• Provided passage
McFarlen is indeed correct that "The bees are already here." And so the Los Angeles City Council also passed a motion on Wednesday to explore more humane ways of removing beehives from urban settings and dwellings other than extermination.


A bee sits on the finger of Rob McFarland, who keeps a hive filled with 25,000 honeybees on the roof of his Los Angeles house. Photo credit: Damian Dovarganes / Associated Press.

The third motion the Los Angeles City Council passed supports federal protection against pesticides. This measure offers much needed momentum to reduce poisons in our state since the Sacramento-based California Department of Pesticide Regulation (DPR) agency continues to approve new bee-killing products i.e. neonicotinoids before fully evaluating their impacts.

"DPR has been saying for five years that neonicotinoids may be killing California's honeybees, and yet the agency allows more and more of these pesticides to be used each year," said Greg Loarie, an attorney for EarthJustice.

• Required task 1
Reproduce the section of the Los Angeles bee article from "McFarlen is indeed" up to and including "evaluating their impacts.".
• Required task 2
According to the Los Angeles bee article, what is Greg Loarie's role?
• Required task 3
Could you carry the Los Angeles bee article forward from its last sentence?

Object pointing dataset rows:
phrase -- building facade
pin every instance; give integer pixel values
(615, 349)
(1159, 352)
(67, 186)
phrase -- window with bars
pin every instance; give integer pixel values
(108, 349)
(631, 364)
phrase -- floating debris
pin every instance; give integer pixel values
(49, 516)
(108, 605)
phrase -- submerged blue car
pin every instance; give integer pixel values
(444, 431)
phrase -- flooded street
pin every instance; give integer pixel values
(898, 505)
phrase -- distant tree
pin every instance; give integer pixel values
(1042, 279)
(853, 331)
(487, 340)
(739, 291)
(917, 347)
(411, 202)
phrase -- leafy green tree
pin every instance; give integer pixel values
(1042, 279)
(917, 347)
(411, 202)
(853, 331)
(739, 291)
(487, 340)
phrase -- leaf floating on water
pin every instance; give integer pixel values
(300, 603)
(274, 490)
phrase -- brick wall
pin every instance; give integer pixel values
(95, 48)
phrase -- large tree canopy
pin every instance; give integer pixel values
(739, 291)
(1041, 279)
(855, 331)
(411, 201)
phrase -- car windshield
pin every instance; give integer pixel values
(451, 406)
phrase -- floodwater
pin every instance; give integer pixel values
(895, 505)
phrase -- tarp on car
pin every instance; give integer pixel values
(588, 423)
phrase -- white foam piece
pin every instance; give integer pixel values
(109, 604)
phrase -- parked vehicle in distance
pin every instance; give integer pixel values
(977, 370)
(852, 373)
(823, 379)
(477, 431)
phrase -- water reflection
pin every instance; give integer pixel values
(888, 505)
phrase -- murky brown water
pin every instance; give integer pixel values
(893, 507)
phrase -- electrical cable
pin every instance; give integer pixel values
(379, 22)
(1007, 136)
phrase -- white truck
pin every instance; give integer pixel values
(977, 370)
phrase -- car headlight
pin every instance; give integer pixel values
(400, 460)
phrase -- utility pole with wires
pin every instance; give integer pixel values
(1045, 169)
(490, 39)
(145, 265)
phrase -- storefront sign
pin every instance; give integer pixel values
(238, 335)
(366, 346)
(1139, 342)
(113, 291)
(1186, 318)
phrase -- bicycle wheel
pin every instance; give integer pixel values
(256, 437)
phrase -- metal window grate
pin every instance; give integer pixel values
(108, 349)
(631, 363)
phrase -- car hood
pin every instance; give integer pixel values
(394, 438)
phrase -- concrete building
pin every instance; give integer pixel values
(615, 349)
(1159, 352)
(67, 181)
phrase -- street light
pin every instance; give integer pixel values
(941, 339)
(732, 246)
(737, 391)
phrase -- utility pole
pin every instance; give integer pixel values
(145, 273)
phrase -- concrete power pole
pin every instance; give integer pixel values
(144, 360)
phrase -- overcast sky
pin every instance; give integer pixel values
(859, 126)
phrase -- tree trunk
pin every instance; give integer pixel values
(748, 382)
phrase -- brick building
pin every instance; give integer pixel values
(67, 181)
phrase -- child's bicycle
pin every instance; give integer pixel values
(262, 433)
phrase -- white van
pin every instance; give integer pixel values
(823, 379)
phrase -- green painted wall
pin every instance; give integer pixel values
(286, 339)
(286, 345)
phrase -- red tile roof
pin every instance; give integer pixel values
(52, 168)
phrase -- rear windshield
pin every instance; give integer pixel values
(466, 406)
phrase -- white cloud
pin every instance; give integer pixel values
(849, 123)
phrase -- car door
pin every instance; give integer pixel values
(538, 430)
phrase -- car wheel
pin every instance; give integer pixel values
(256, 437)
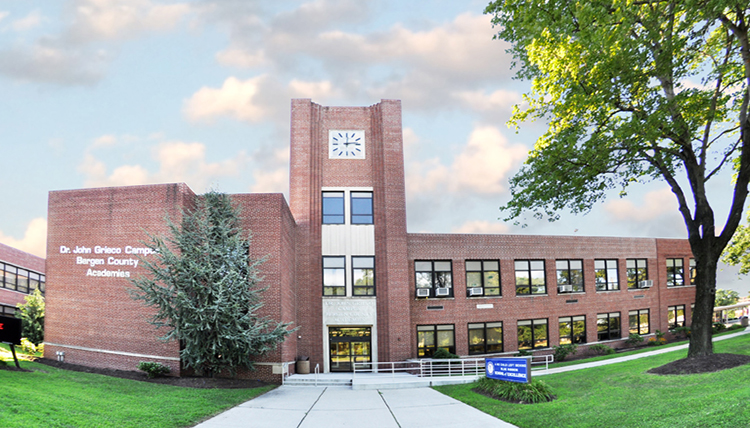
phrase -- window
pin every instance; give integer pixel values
(637, 270)
(485, 338)
(639, 321)
(532, 334)
(361, 207)
(676, 316)
(607, 277)
(19, 279)
(675, 276)
(434, 278)
(608, 326)
(432, 337)
(572, 329)
(333, 207)
(363, 276)
(8, 311)
(569, 276)
(334, 276)
(530, 278)
(692, 271)
(483, 278)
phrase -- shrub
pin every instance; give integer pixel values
(601, 349)
(562, 351)
(153, 369)
(634, 339)
(535, 391)
(442, 354)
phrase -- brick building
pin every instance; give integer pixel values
(20, 274)
(342, 267)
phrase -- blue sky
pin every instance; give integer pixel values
(121, 92)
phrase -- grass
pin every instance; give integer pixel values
(50, 397)
(624, 395)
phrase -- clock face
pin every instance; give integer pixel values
(346, 144)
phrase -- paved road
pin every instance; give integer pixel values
(328, 407)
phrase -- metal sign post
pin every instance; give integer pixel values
(509, 369)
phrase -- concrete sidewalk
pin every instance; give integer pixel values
(326, 407)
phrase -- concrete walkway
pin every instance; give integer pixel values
(328, 407)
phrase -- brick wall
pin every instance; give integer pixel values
(461, 310)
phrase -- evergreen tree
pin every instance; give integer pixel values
(206, 289)
(32, 317)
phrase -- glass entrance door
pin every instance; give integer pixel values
(349, 345)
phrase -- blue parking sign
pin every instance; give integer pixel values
(509, 369)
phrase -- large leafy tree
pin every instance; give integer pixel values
(635, 90)
(206, 290)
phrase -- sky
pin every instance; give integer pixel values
(125, 92)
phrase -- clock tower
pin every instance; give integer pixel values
(347, 195)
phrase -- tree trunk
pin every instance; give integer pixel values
(705, 293)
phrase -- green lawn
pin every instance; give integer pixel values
(624, 395)
(50, 397)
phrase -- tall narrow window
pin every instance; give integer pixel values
(569, 276)
(639, 322)
(483, 278)
(485, 338)
(607, 277)
(676, 316)
(608, 326)
(361, 207)
(432, 337)
(637, 272)
(363, 276)
(334, 276)
(572, 329)
(675, 273)
(530, 278)
(532, 334)
(434, 278)
(333, 207)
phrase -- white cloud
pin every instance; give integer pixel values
(34, 240)
(177, 162)
(480, 168)
(122, 19)
(235, 98)
(482, 227)
(655, 204)
(32, 20)
(252, 100)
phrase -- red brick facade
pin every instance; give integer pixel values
(93, 320)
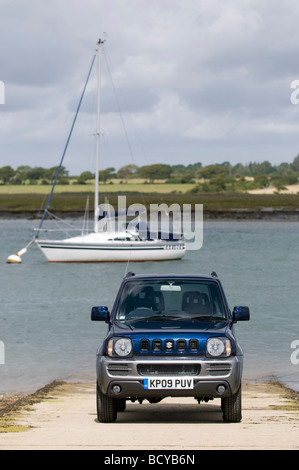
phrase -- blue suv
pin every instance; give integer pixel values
(169, 335)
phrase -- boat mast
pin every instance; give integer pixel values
(96, 196)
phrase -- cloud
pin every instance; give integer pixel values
(195, 81)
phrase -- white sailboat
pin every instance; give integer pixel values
(108, 246)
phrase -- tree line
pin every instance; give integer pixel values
(210, 178)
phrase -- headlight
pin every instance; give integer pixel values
(218, 347)
(120, 347)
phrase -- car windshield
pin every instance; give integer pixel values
(155, 300)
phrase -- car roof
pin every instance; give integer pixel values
(133, 276)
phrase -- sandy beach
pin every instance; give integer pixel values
(63, 417)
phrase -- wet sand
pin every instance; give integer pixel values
(63, 417)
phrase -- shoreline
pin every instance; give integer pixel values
(62, 416)
(265, 214)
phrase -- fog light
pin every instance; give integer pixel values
(116, 389)
(221, 389)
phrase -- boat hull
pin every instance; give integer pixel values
(65, 252)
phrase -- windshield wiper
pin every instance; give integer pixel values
(208, 318)
(153, 318)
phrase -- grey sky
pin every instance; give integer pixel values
(199, 80)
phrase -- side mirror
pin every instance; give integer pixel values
(100, 314)
(241, 314)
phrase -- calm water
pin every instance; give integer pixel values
(45, 308)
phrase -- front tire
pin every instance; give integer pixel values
(232, 407)
(106, 407)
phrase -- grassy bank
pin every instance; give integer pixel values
(64, 202)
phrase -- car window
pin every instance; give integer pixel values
(182, 298)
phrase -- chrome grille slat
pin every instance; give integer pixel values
(169, 345)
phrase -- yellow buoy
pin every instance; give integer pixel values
(16, 259)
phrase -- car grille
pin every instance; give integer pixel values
(118, 369)
(169, 345)
(168, 369)
(221, 368)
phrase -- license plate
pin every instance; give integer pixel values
(177, 383)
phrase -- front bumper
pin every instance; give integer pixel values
(208, 375)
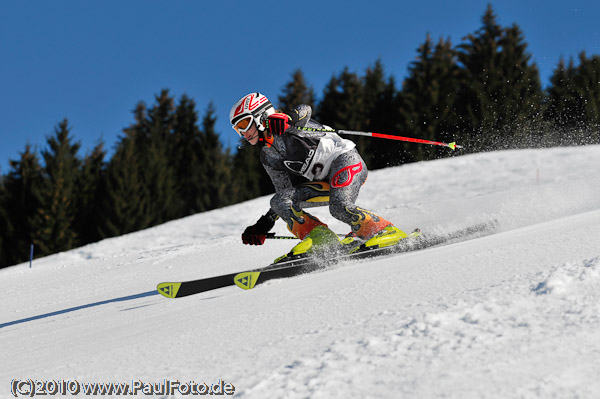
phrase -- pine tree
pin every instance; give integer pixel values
(296, 92)
(381, 111)
(250, 180)
(124, 205)
(573, 101)
(88, 189)
(55, 216)
(21, 200)
(427, 97)
(6, 228)
(216, 165)
(343, 107)
(153, 137)
(500, 87)
(187, 158)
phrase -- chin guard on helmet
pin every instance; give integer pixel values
(254, 107)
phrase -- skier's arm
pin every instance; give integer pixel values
(257, 233)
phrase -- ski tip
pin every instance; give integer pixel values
(168, 290)
(246, 280)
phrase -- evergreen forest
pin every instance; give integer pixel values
(485, 93)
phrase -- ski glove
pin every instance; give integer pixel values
(278, 123)
(257, 233)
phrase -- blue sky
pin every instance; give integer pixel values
(92, 61)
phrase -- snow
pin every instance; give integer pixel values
(515, 314)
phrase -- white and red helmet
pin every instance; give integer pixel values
(253, 107)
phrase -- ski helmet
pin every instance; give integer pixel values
(253, 107)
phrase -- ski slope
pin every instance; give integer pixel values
(515, 314)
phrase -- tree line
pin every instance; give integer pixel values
(484, 93)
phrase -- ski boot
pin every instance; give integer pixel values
(375, 232)
(317, 239)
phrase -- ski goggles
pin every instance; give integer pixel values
(243, 125)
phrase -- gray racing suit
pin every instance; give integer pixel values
(333, 169)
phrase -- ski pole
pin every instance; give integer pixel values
(272, 236)
(452, 145)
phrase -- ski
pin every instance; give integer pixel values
(251, 278)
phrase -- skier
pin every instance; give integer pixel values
(333, 171)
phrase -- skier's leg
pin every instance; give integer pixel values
(349, 172)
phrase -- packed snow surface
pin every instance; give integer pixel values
(514, 314)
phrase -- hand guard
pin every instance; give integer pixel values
(278, 123)
(257, 233)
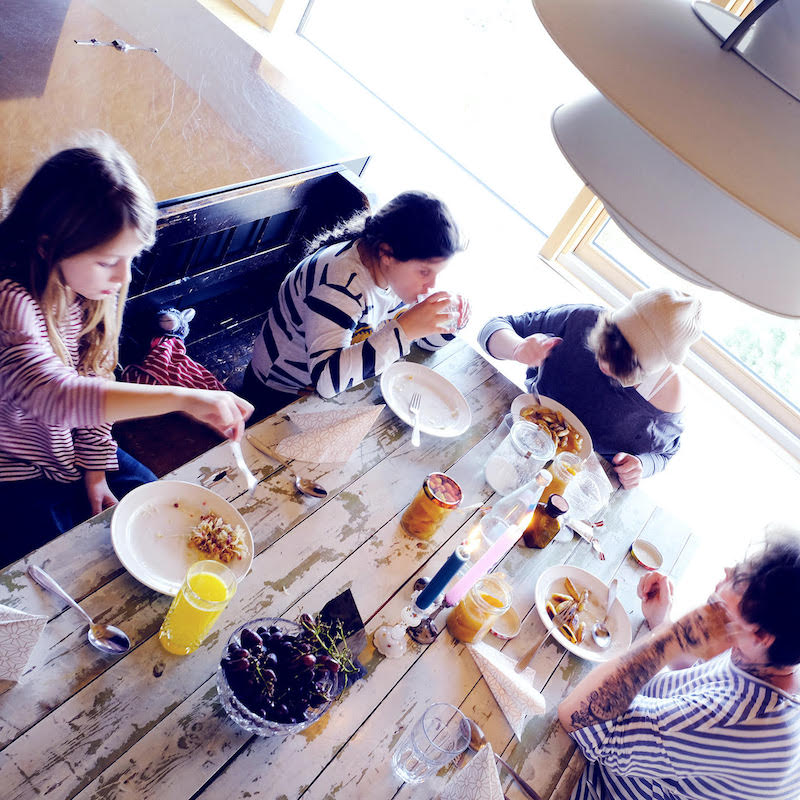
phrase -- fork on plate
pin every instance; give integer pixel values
(413, 408)
(241, 465)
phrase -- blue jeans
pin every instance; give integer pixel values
(37, 510)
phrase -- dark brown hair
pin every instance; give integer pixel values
(608, 344)
(772, 596)
(416, 225)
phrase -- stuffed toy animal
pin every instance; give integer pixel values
(167, 362)
(173, 322)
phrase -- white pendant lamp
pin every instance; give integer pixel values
(707, 180)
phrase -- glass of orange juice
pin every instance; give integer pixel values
(206, 590)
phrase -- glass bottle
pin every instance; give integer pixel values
(546, 523)
(487, 600)
(563, 468)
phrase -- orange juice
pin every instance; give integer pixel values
(485, 602)
(205, 592)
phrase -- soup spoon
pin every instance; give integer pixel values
(107, 638)
(303, 485)
(600, 632)
(477, 741)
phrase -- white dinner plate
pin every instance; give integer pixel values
(443, 412)
(150, 529)
(552, 580)
(524, 400)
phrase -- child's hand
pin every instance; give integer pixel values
(428, 317)
(223, 411)
(534, 349)
(100, 496)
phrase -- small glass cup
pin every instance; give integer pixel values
(584, 495)
(434, 740)
(501, 431)
(517, 459)
(203, 596)
(487, 600)
(439, 495)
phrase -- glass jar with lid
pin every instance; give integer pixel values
(439, 495)
(517, 459)
(487, 600)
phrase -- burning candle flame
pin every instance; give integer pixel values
(473, 539)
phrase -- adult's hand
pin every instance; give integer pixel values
(534, 349)
(628, 469)
(100, 496)
(428, 317)
(223, 411)
(656, 592)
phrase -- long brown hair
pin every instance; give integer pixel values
(79, 199)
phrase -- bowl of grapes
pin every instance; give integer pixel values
(277, 677)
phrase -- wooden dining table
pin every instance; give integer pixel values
(150, 725)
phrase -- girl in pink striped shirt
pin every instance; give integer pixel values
(65, 256)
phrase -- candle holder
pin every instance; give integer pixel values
(426, 631)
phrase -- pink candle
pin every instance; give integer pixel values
(492, 556)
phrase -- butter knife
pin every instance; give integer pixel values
(584, 530)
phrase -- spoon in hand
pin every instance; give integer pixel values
(477, 741)
(104, 637)
(600, 632)
(303, 485)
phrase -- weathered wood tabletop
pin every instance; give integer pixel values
(149, 725)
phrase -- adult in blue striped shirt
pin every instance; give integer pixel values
(727, 728)
(349, 309)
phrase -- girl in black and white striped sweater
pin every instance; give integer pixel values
(349, 309)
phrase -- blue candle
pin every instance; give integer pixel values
(442, 578)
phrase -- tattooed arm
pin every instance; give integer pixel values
(611, 687)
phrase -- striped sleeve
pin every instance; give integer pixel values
(95, 448)
(34, 379)
(735, 741)
(337, 363)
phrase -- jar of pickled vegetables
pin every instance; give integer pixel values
(487, 600)
(563, 468)
(439, 495)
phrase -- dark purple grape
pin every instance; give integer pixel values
(239, 664)
(307, 621)
(308, 661)
(251, 641)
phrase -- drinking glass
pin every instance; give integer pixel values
(517, 459)
(584, 495)
(203, 596)
(434, 740)
(501, 431)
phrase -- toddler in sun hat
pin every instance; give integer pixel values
(660, 325)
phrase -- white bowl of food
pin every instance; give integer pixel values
(568, 432)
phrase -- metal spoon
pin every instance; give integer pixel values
(303, 485)
(104, 637)
(600, 632)
(477, 741)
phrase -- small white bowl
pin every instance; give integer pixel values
(646, 554)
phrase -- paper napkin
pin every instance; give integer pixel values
(327, 436)
(513, 691)
(477, 781)
(19, 632)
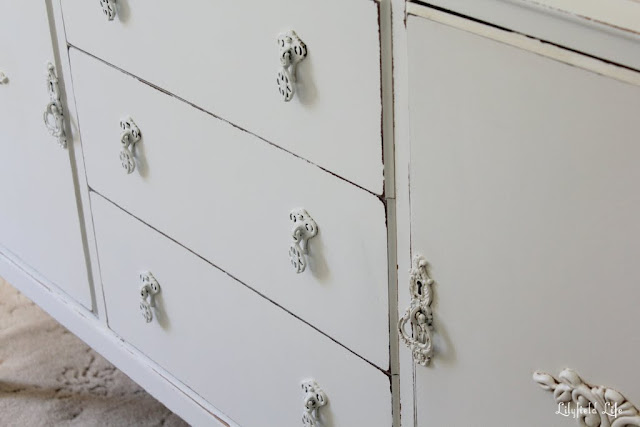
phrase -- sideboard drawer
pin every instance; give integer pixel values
(238, 351)
(227, 196)
(224, 57)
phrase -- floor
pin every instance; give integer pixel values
(49, 377)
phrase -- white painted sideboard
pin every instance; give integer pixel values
(339, 213)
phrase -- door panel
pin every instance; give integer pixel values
(524, 201)
(39, 221)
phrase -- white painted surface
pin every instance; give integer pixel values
(524, 200)
(557, 26)
(160, 384)
(227, 195)
(231, 346)
(223, 57)
(39, 219)
(77, 157)
(623, 14)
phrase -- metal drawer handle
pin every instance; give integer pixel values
(109, 8)
(419, 313)
(304, 228)
(314, 399)
(292, 51)
(149, 289)
(128, 138)
(53, 114)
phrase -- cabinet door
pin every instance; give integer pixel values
(525, 203)
(39, 219)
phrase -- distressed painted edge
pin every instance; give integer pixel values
(527, 43)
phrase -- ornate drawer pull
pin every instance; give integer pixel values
(53, 113)
(304, 228)
(149, 289)
(109, 8)
(292, 51)
(128, 138)
(594, 405)
(314, 399)
(419, 313)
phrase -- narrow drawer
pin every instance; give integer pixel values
(227, 196)
(224, 57)
(240, 352)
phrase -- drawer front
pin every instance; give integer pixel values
(237, 350)
(227, 196)
(224, 57)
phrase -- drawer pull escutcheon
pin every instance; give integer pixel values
(149, 289)
(109, 8)
(314, 399)
(292, 51)
(304, 228)
(128, 138)
(53, 113)
(419, 313)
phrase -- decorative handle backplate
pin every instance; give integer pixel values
(109, 8)
(419, 313)
(292, 51)
(304, 228)
(53, 113)
(128, 138)
(314, 399)
(592, 405)
(149, 289)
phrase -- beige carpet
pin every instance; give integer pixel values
(48, 377)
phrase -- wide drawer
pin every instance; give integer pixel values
(223, 56)
(238, 351)
(227, 196)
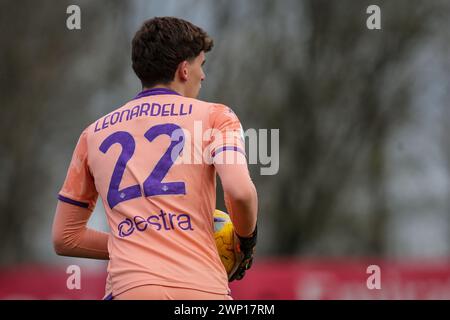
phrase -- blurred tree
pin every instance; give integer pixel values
(335, 89)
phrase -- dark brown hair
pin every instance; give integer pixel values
(161, 44)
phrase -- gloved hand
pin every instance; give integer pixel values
(246, 249)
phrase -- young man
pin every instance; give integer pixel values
(160, 208)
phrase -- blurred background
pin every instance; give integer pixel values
(364, 122)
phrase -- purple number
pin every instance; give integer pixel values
(153, 185)
(115, 196)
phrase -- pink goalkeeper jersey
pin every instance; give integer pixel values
(148, 160)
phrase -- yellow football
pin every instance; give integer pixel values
(224, 237)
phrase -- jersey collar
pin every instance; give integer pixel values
(155, 91)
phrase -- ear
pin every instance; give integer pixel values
(183, 71)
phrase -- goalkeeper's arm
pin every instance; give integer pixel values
(72, 238)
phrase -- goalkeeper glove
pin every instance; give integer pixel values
(246, 249)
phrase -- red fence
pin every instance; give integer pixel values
(268, 279)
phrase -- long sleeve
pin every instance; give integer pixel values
(71, 237)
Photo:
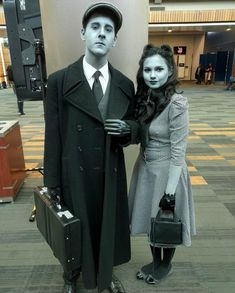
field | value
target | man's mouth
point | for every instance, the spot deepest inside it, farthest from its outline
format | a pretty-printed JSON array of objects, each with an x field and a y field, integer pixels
[{"x": 100, "y": 43}]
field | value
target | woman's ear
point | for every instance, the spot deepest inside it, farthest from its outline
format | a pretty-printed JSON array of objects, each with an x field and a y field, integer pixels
[{"x": 82, "y": 34}]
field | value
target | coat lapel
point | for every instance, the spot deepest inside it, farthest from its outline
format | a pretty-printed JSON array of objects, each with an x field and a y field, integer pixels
[
  {"x": 77, "y": 91},
  {"x": 119, "y": 98}
]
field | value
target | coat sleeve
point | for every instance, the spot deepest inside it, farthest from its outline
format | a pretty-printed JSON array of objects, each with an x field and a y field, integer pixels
[
  {"x": 52, "y": 148},
  {"x": 179, "y": 124},
  {"x": 129, "y": 118}
]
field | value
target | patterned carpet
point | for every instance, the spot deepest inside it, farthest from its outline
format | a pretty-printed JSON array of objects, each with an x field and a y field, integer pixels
[{"x": 26, "y": 262}]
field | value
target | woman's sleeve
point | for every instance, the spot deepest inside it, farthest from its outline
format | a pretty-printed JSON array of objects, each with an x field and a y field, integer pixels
[{"x": 178, "y": 128}]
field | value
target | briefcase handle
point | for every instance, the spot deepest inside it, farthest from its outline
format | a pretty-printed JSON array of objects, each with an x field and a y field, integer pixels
[{"x": 165, "y": 215}]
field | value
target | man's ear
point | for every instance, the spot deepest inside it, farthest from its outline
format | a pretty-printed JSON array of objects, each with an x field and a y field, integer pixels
[
  {"x": 115, "y": 41},
  {"x": 82, "y": 33},
  {"x": 170, "y": 72}
]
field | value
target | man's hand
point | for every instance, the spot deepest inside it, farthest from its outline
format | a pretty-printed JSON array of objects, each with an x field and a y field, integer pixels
[{"x": 117, "y": 127}]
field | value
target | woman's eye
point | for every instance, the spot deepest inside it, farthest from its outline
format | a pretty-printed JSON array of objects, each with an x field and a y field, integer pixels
[{"x": 158, "y": 69}]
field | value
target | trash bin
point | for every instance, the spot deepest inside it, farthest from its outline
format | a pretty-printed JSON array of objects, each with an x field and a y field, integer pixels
[{"x": 12, "y": 164}]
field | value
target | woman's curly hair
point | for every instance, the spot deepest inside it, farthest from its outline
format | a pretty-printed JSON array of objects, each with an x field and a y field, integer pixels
[{"x": 155, "y": 98}]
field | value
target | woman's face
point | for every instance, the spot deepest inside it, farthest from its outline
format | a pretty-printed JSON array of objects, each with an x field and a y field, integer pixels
[{"x": 155, "y": 71}]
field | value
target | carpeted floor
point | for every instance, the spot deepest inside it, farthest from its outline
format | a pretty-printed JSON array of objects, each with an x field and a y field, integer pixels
[{"x": 28, "y": 266}]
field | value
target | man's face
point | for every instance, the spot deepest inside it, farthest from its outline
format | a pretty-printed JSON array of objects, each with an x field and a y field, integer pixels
[
  {"x": 99, "y": 35},
  {"x": 155, "y": 71}
]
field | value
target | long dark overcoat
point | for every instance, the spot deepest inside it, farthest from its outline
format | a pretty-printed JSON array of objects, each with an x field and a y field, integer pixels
[{"x": 89, "y": 168}]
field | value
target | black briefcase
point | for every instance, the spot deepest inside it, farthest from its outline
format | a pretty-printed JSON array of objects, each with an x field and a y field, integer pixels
[
  {"x": 166, "y": 229},
  {"x": 60, "y": 228}
]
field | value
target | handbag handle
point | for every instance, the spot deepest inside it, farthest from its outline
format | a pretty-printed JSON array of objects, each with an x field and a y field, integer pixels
[{"x": 166, "y": 215}]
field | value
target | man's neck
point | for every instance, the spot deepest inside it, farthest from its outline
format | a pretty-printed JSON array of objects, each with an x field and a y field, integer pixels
[{"x": 96, "y": 61}]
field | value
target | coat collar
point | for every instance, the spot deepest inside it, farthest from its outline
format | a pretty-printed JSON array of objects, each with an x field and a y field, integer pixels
[{"x": 77, "y": 91}]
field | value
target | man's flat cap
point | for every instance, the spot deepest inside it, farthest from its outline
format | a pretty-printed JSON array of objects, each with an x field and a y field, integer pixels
[{"x": 103, "y": 8}]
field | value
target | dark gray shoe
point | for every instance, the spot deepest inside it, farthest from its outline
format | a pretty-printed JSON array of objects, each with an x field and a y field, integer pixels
[
  {"x": 70, "y": 287},
  {"x": 116, "y": 286}
]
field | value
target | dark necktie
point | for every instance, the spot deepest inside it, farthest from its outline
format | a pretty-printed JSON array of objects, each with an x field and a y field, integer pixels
[{"x": 96, "y": 88}]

• Task output 1
McFarlen is indeed correct that "The bees are already here." And so the Los Angeles City Council also passed a motion on Wednesday to explore more humane ways of removing beehives from urban settings and dwellings other than extermination.


A bee sits on the finger of Rob McFarland, who keeps a hive filled with 25,000 honeybees on the roof of his Los Angeles house. Photo credit: Damian Dovarganes / Associated Press.

The third motion the Los Angeles City Council passed supports federal protection against pesticides. This measure offers much needed momentum to reduce poisons in our state since the Sacramento-based California Department of Pesticide Regulation (DPR) agency continues to approve new bee-killing products i.e. neonicotinoids before fully evaluating their impacts.

• Task output 2
He is an attorney for EarthJustice.

• Task output 3
Even more concerning, Portland-based Xerces Society found that some commercial neonicotinoid products available at garden centers are 120 times higher than those applied on agricultural fields.


Honeybees are just like people we both like to dance, travel, touch, mimic one another, and we both enjoy caffeine, nicotine, voting, seeking thrills and we both get sick. The honeybees are indeed 21st century canaries in the coal mine showing us that putting 5 billion pounds of pesticides annually into the biosphere is killing it. And what we do to the biosphere, we do to ourselves. Photo credit:

Do not use any pesticides in your yard. Please consider supporting this petition to strongly encourage Lowe's and Home Depot not to sell these known high concentrations of bee-killing poisons.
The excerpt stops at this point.